*AUFGABE A:*
Beantworten Sie anhand des Textes über Fettleibigkeit als Behinderung diese Fragen:
(i) Welche Vorsätze stehen ganz oben auf der Liste vieler Deutscher?
(ii) Welches Gericht hat entschieden, dass krankhafte Fettleibigkeit als Behinderung gelten kann?
(iii) Welches Gericht wird als Beleg für die bisherige Sicht deutscher Gerichte angeführt?
*AUFGABE B:* Erklären Sie bitte mit dem Text über Fettleibigkeit als Behinderung, warum unerwünschte Fettrollen bei Arbeitnehmern neuerdings juristische Bedeutung erlangen können.
*AUFGABE C:* Führen Sie den Text über Fettleibigkeit als Behinderung im Anschluss an seinen letzten Satz weiter.

*ANGEZEIGTER TEXT:*
_ _ _ _

Die Feiertage sind vorbei, die guten Vorsätze noch ziemlich frisch. Weniger Stress, vor allem aber mehr Bewegung und eine gesündere Ernährung stehen wieder einmal ganz oben auf der Liste vieler Deutschen. Und trotzdem ist in diesem Jahr vieles anders als 2014.
Lange Zeit war der Wunsch, den Weihnachtsspeck wieder loszuwerden vor allem Ausdruck der persönlichen Eitelkeit. Neuerdings können unerwünschte Fettrollen aber auch juristische Bedeutung erlangen - zumindest, wenn sie auf den Hüften eines Arbeitnehmers lagern. Der Grund ist ein kürzlich ergangenes Urteil des Europäischen Gerichtshofs (EuGH) in Luxemburg. Der entschied: Krankhafte Fettleibigkeit kann als Behinderung gelten, wenn sie zu deutlichen Einschränkungen bei der Teilhabe am Arbeitsleben führt (Az.: C-354/13). Beschäftigte mit Rubensfigur profitieren damit nicht nur von den gewöhnlichen Arbeitnehmerrechten, etwa im Bereich des Kündigungsschutzes. Im Fall eines Rauswurfs sind sie zusätzlich durch das Diskriminierungsverbot des Allgemeinen Gleichbehandlungsgesetzes (AGG) geschützt. Das gebietet in Paragraf eins unter anderem, Arbeitnehmer mit Behinderungen im Berufsleben nicht zu benachteiligen.
Bisher waren deutsche Gerichte stets davon ausgegangen, dass selbst extreme Fettleibigkeit für sich allein betrachtet noch keine Behinderung im Sinne des Gesetzes darstellt (vgl. Arbeitsgericht Darmstadt, Az. 6 Ca 22/13). Erst, wenn die betreffende Person Folgekrankheiten wie etwa Diabetes entwickelte oder einen Bandscheibenvorfall erlitt, galt ein dicker Mensch auch als behindert.

_ _ _ _

*GEGEBENE INFORMATIONEN:*
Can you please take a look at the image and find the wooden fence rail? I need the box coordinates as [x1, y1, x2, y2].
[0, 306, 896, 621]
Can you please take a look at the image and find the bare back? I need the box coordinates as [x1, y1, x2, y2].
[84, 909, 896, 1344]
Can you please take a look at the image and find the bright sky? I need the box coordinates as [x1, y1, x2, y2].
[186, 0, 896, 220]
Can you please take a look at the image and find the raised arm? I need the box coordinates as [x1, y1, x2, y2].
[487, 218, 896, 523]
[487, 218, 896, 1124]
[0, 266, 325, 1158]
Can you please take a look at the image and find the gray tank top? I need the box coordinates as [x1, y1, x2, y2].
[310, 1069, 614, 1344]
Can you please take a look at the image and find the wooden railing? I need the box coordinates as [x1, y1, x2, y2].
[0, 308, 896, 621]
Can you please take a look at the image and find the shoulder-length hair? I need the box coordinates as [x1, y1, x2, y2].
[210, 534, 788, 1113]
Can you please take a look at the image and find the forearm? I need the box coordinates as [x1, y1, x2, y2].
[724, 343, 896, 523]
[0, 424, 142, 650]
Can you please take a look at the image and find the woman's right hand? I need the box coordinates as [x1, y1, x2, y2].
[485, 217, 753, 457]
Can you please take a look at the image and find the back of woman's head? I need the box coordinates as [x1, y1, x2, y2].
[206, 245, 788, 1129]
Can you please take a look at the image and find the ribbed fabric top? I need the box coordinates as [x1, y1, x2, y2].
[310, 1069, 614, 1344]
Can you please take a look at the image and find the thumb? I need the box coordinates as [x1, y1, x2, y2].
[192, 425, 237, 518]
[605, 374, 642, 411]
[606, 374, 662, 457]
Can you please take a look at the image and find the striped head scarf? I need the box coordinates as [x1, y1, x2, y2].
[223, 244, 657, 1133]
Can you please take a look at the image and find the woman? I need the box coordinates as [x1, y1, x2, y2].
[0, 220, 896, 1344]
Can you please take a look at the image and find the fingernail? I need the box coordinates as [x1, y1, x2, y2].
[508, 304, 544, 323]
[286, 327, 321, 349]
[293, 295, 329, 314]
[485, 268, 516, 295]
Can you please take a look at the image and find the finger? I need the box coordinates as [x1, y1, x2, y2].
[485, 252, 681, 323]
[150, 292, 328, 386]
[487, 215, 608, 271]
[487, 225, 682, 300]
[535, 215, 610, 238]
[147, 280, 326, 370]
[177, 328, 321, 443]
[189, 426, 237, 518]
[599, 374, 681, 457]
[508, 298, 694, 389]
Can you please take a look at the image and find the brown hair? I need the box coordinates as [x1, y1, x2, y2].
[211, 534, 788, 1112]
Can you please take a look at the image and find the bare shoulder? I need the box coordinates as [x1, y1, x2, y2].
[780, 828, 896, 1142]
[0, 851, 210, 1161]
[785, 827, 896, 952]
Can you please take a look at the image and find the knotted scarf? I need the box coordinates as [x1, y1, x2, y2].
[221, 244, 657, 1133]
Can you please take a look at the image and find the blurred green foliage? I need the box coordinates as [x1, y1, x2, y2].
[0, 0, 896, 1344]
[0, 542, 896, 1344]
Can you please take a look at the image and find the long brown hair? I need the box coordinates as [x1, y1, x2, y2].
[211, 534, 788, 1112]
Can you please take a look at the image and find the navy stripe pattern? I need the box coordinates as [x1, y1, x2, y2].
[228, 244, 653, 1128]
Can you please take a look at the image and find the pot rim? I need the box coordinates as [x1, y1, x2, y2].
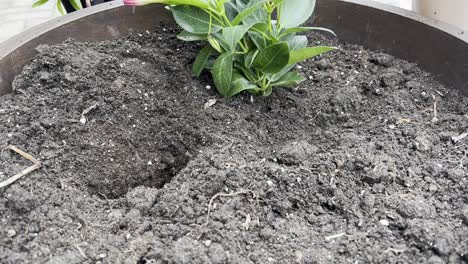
[0, 0, 468, 60]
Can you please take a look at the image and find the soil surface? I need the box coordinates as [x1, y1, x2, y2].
[0, 26, 468, 264]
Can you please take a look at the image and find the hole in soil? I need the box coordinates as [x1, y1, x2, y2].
[87, 144, 190, 199]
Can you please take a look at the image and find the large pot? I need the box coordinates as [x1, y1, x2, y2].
[0, 0, 468, 95]
[413, 0, 468, 30]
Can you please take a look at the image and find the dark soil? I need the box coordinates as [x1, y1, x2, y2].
[0, 23, 468, 263]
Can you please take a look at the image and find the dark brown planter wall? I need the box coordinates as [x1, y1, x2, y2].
[0, 0, 468, 95]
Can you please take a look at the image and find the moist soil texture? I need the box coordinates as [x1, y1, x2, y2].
[0, 25, 468, 264]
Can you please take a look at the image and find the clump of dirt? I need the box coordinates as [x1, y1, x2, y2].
[0, 23, 468, 263]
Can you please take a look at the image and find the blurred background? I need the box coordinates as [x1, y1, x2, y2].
[0, 0, 468, 42]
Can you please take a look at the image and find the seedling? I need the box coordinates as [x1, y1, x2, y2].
[33, 0, 88, 15]
[124, 0, 336, 97]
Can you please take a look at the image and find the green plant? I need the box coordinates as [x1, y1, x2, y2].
[33, 0, 85, 15]
[124, 0, 336, 97]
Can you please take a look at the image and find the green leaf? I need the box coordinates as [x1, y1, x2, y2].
[280, 0, 315, 28]
[153, 0, 210, 9]
[249, 32, 270, 50]
[281, 27, 336, 37]
[33, 0, 49, 8]
[212, 53, 234, 96]
[208, 34, 223, 53]
[289, 46, 337, 64]
[226, 70, 259, 97]
[70, 0, 83, 10]
[177, 30, 208, 41]
[253, 42, 289, 73]
[267, 64, 294, 83]
[57, 0, 65, 15]
[244, 50, 260, 68]
[211, 32, 231, 53]
[238, 0, 268, 25]
[192, 45, 214, 77]
[223, 25, 250, 52]
[224, 0, 239, 21]
[284, 36, 309, 51]
[231, 0, 268, 26]
[271, 71, 305, 87]
[171, 5, 221, 34]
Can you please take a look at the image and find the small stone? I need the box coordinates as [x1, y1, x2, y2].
[380, 68, 405, 88]
[315, 59, 332, 71]
[462, 205, 468, 226]
[126, 186, 159, 213]
[414, 135, 432, 151]
[204, 99, 217, 109]
[278, 140, 318, 165]
[397, 197, 436, 219]
[379, 219, 390, 226]
[80, 116, 86, 125]
[369, 53, 393, 67]
[7, 229, 16, 237]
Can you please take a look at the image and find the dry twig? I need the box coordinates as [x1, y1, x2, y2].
[0, 145, 42, 188]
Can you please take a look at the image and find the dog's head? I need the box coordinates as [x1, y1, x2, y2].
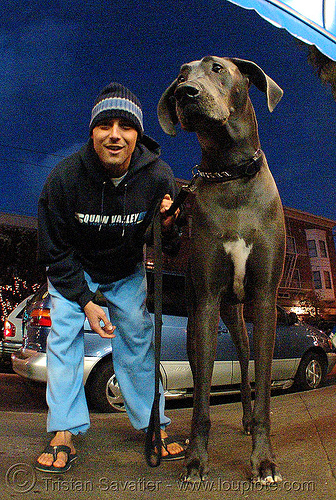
[158, 56, 283, 136]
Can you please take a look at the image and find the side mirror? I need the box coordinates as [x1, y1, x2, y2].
[288, 312, 299, 326]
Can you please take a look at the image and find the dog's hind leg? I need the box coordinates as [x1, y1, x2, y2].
[221, 303, 252, 434]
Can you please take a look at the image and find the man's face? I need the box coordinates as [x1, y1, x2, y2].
[91, 118, 138, 177]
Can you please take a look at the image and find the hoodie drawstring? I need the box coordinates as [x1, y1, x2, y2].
[99, 181, 106, 231]
[121, 184, 127, 237]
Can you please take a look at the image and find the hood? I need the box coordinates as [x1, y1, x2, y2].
[79, 135, 161, 184]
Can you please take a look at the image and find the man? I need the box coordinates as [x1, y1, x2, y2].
[35, 83, 184, 472]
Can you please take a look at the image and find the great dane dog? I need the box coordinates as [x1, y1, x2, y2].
[158, 56, 285, 483]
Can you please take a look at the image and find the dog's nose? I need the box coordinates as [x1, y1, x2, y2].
[175, 85, 199, 100]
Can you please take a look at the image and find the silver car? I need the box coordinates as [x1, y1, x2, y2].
[12, 274, 336, 412]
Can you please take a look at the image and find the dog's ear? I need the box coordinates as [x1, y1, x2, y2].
[157, 80, 178, 136]
[230, 58, 283, 112]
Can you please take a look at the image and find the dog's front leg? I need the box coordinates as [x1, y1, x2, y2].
[221, 303, 252, 434]
[183, 297, 219, 482]
[251, 292, 281, 484]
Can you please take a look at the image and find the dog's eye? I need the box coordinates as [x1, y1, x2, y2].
[212, 63, 224, 73]
[177, 75, 186, 83]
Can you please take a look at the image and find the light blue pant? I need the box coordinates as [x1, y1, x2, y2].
[47, 264, 170, 435]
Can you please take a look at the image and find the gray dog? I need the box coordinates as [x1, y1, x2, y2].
[158, 57, 285, 483]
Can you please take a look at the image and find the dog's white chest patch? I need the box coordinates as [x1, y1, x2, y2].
[223, 238, 253, 300]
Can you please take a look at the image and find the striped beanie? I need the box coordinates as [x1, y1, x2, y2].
[90, 82, 143, 136]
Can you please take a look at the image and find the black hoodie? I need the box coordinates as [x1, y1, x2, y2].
[38, 136, 177, 307]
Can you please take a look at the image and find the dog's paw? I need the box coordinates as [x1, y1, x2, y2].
[251, 460, 282, 486]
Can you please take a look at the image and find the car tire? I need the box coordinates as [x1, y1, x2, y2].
[85, 356, 126, 413]
[295, 352, 327, 391]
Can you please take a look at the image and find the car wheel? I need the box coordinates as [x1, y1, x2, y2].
[85, 359, 125, 413]
[296, 352, 326, 391]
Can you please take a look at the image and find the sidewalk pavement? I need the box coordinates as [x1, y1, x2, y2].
[0, 386, 336, 500]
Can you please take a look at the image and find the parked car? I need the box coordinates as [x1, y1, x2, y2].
[12, 273, 336, 412]
[0, 295, 32, 362]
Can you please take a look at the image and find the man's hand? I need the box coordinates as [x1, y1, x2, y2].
[160, 194, 180, 232]
[84, 301, 116, 339]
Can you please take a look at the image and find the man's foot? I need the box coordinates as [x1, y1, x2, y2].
[161, 429, 185, 460]
[37, 431, 77, 471]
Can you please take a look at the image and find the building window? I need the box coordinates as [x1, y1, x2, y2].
[286, 235, 296, 254]
[319, 240, 328, 257]
[313, 271, 322, 290]
[291, 269, 301, 288]
[307, 240, 317, 257]
[323, 271, 332, 290]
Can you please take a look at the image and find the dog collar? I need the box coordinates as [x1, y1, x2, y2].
[193, 149, 262, 182]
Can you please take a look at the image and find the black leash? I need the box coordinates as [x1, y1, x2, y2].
[145, 183, 193, 467]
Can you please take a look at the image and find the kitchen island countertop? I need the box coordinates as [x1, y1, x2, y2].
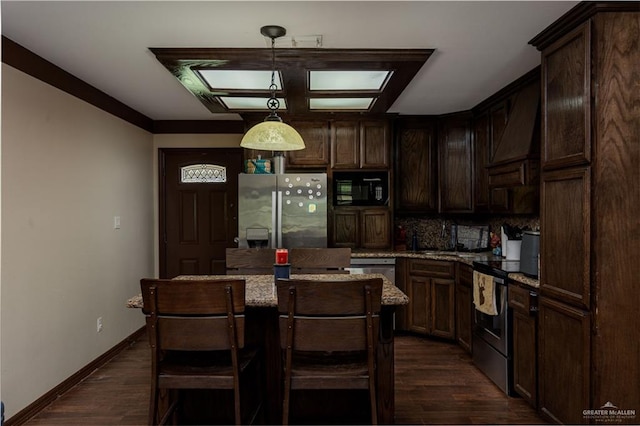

_ _ _ _

*ANTWORTBEREICH A:*
(i) Weniger Stress, mehr Bewegung und eine gesündere Ernährung.
(ii) Der Europäische Gerichtshof (EuGH) in Luxemburg.
(iii) Das Arbeitsgericht Darmstadt (Az. 6 Ca 22/13).

*ANTWORTBEREICH B:* Der Grund ist ein kürzlich ergangenes Urteil des EuGH. Danach kann krankhafte Fettleibigkeit als Behinderung gelten, wenn sie zu deutlichen Einschränkungen bei der Teilhabe am Arbeitsleben führt. Betroffene sind deshalb bei einem Rauswurf zusätzlich durch das Diskriminierungsverbot des Allgemeinen Gleichbehandlungsgesetzes geschützt.

*ANTWORTBEREICH C:*
"Einer der Effekte des Urteils wird ein gepflegterer Umgangston sein."
"Diese Beurteilung wird sich künftig nicht mehr halten lassen", sagt Cornelia Marquardt, Fachanwältin für Arbeitsrecht und Partner der Kanzlei Norton Rose Fulbright in München. Laut EuGH kann das schiere Übergewicht, etwa bei einer krankhaften und langwierigen Adipositas, bereits eine Behinderung darstellen. Die Folgen dieser Auffassung sind weitreichend.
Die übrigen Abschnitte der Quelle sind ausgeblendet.